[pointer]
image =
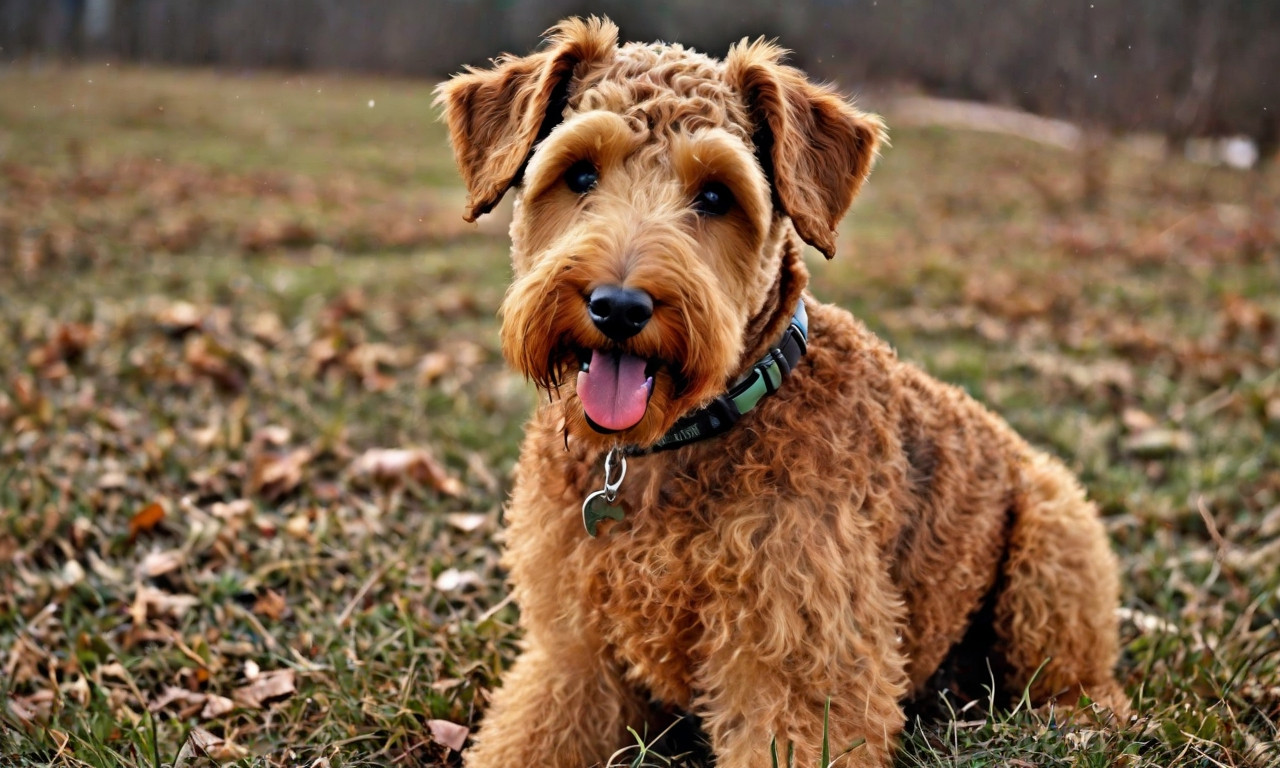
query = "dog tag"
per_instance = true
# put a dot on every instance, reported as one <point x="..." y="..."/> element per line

──────────────────────────────

■ **What the task requires**
Give every entry again as it is, dropping its pictures.

■ **Reply to the task**
[pointer]
image =
query = "dog tag"
per_instance = true
# put a dot on every instance, reported as one <point x="..." y="..."/> element per line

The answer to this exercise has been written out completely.